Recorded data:
▽

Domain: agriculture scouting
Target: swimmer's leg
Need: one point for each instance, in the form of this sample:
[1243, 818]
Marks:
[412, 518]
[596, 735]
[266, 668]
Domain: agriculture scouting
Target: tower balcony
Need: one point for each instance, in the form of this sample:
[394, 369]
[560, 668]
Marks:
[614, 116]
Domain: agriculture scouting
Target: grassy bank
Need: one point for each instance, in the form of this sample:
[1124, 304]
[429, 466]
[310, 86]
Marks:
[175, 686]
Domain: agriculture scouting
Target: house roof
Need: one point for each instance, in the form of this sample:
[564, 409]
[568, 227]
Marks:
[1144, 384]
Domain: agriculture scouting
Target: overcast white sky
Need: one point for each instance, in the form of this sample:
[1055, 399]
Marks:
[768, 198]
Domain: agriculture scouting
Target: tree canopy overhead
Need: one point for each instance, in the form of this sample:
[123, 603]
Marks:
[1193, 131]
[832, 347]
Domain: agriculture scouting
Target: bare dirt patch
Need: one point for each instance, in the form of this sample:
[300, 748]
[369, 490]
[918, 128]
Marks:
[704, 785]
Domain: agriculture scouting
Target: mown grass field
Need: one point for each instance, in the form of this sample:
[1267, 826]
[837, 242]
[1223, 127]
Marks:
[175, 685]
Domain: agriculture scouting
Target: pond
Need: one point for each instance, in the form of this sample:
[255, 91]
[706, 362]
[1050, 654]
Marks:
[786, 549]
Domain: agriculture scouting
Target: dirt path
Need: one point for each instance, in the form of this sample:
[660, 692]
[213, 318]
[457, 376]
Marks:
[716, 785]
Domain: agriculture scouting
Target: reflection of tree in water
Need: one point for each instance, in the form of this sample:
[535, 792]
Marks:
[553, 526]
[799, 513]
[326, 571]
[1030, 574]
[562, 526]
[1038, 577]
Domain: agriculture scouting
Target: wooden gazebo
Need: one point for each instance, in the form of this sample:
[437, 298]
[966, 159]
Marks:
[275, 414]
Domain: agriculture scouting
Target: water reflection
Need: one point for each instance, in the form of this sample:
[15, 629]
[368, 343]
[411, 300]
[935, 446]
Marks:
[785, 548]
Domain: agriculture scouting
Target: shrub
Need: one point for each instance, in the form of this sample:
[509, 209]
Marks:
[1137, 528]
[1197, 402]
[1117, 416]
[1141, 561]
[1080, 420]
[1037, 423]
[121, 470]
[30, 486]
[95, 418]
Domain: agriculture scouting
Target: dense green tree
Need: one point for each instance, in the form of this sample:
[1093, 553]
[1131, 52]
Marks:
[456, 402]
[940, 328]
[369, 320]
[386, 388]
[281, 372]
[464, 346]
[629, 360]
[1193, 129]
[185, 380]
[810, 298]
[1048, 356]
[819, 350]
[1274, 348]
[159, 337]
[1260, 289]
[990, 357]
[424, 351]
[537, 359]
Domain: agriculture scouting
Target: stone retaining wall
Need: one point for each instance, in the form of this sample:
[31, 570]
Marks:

△

Copy out all the entries above, swapping "agriculture scouting" for "field survey" every time it occurs and keeping every other line unchanged.

Domain: field survey
Target: swimmer's leg
Need: one point for each instance, in the form of this sample:
[1243, 818]
Marks:
[412, 518]
[596, 735]
[266, 668]
Domain: field survey
Target: tower balcony
Need: one point for each instance, in the form of this sample:
[394, 369]
[560, 668]
Marks:
[614, 116]
Domain: field survey
Target: grassy bank
Need: one point for each instance, in the form of this sample:
[1124, 304]
[429, 466]
[310, 86]
Marks:
[175, 686]
Domain: field survey
Target: house roof
Need: one point for each instance, in the form of this sample:
[564, 409]
[568, 227]
Marks:
[1144, 384]
Domain: field survey
Target: overcast white sky
Need: one point for each instance, in the form of this sample:
[1055, 399]
Marks:
[768, 198]
Domain: field survey
Target: tree canopy overhead
Need: one point for each instance, in the form of this sample:
[123, 603]
Marks:
[1193, 131]
[832, 347]
Domain: field survey
Target: bare dirt patch
Need: one point for each instance, in the form of this sample:
[300, 748]
[369, 490]
[918, 128]
Marks:
[704, 785]
Domain: field survey
Target: mown grass field
Need: one point for each instance, in the form of this sample:
[1267, 826]
[837, 242]
[1223, 127]
Marks:
[175, 685]
Domain: field survey
Target: pond
Need: one point for each instance, in the form of this sample:
[255, 91]
[706, 362]
[1050, 654]
Marks:
[786, 549]
Domain: field survey
Target: dirt path
Need: one point for each instance, in the form of this sample:
[660, 692]
[213, 318]
[457, 376]
Marks:
[716, 785]
Domain: field survey
Target: reflection of tree in water
Need: one point for each instance, in the form of this sample:
[535, 792]
Marks:
[553, 526]
[799, 513]
[326, 571]
[1030, 574]
[562, 526]
[1038, 577]
Domain: field survey
Target: wooden gazebo
Need: one point for each instance, in the form of this sample:
[437, 298]
[966, 159]
Marks:
[275, 414]
Domain: field survey
Target: water reflection
Need: one point for each instance, in the form of this sample:
[15, 629]
[368, 343]
[411, 300]
[935, 446]
Marks:
[785, 548]
Domain: field survey
Target: shrub
Need: one point for each instance, in the form of this sample:
[509, 209]
Marks:
[1137, 528]
[1197, 402]
[1117, 416]
[1141, 561]
[1080, 420]
[1037, 423]
[121, 470]
[30, 486]
[95, 418]
Domain: field survey
Target: dense green tree
Need: one point for each instance, in the form of this sample:
[1093, 553]
[1131, 52]
Marks:
[456, 402]
[940, 328]
[369, 320]
[386, 388]
[281, 372]
[464, 346]
[629, 360]
[1193, 129]
[185, 380]
[810, 298]
[1048, 356]
[819, 350]
[1274, 348]
[159, 337]
[1260, 289]
[990, 357]
[424, 351]
[537, 359]
Domain: field survey
Target: stone retaining wall
Need: one point for each instance, in the form of this sample:
[31, 570]
Marks:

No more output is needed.